***** DATASET RECORDS *****

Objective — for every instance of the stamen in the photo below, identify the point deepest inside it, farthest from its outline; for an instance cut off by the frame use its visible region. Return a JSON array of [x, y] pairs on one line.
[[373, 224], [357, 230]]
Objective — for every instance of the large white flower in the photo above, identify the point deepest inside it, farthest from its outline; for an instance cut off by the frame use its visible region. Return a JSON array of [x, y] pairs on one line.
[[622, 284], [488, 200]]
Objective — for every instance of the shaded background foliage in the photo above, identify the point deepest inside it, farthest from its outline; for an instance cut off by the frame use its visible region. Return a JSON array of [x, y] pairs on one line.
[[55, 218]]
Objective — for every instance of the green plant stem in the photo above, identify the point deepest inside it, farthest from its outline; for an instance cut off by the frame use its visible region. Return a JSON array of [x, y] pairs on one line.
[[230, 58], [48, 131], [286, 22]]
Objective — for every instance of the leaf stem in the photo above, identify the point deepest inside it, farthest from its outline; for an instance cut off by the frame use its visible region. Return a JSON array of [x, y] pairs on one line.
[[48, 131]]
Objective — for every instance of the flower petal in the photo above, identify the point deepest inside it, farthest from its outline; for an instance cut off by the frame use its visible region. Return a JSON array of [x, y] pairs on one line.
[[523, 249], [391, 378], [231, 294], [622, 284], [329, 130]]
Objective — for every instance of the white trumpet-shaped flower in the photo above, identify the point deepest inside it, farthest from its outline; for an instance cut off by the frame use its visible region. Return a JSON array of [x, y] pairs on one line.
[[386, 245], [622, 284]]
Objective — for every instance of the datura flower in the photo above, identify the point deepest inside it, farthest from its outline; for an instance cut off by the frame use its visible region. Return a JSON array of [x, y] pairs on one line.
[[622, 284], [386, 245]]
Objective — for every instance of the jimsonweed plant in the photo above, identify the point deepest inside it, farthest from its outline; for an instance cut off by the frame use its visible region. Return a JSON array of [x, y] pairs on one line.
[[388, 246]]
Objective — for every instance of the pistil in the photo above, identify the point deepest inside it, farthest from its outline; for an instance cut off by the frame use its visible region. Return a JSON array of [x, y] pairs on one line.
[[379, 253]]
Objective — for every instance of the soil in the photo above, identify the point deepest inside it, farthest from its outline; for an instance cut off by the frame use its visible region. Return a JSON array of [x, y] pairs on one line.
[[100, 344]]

*****

STATED EXERCISE>
Set all of the records down again, exactly as they stand.

ANSWER BELOW>
Objective — for every instance of the stamen in the photo below, identify the point deepest inside it, farthest from its outline; for an instance cut off by the frame use its visible region. Return a JSON array of [x, y] pairs on one line.
[[373, 224], [357, 230]]
Objective — for every instance of the large white flower in the photo above, identify the point deepest inside it, farthest from its outline; for an instance cut off by the frame use its visible region. Return a JSON array of [x, y] pairs on one line.
[[622, 284], [488, 200]]
Objective — for every instance of the shaded background foliage in the photo above, identify the point deepest inside it, farthest from its outline; for an instance cut off by the frame use its visible region. Return a JSON array of [x, y] pairs on one line.
[[55, 218]]
Objective — for every instance of the green plant stem in the photo above, identify the point deepest inside it, farthest from its outline; for an instance cut off by the frame use its visible region. Return a JSON array of [x, y] pairs on one line.
[[230, 58], [48, 131], [286, 22]]
Objective — for every instance of the leaf stem in the photo above, identify the point deepest inside it, farthest from its outline; for an instance cut off by the frame use its visible region. Return a JSON array of [x, y] pairs on one line.
[[48, 131]]
Objective — for every instance of the flower petal in the photo above, identify the point deepest inside it, farthest from its outline; for an instance cut off by the frame use its visible region. Return a JSON array of [x, y] pairs on one line.
[[523, 249], [391, 378], [231, 294], [622, 284], [329, 130]]
Objective — for every instance of the white trumpet-shaped flower in the photo above, identify the point deepest inside it, farthest from its outline; for an instance cut off by the frame use its visible region. Return a JSON array of [x, y] pairs on one line.
[[386, 245], [622, 284]]
Objective — for every instance of the datura flower in the photo above, identify the point deepest inside it, farthest from its outline; for an instance cut off by the frame use its visible region. Return a JSON array of [x, y] pairs on one line.
[[622, 284], [386, 245]]
Objective — for every instance of the jimsonweed plant in the photo above, identify the point deepest inside it, farthest from its outline; for an instance cut off by the frame use its visible region. Return a JSON array of [x, y] pairs on one line.
[[388, 246]]
Objective — for every instance of the pistil in the photo above, identify the point deepest inside it, farthest from its outline; for an instance cut off by the frame use its visible region. Return a JSON array of [x, y] pairs on one line.
[[379, 253]]
Objective — for every instance of the soil in the photo above, identify the point deepest inside it, farthest from its outline; for an instance cut off by the frame use its visible region. Return a JSON array of [x, y] pairs on one line.
[[100, 344]]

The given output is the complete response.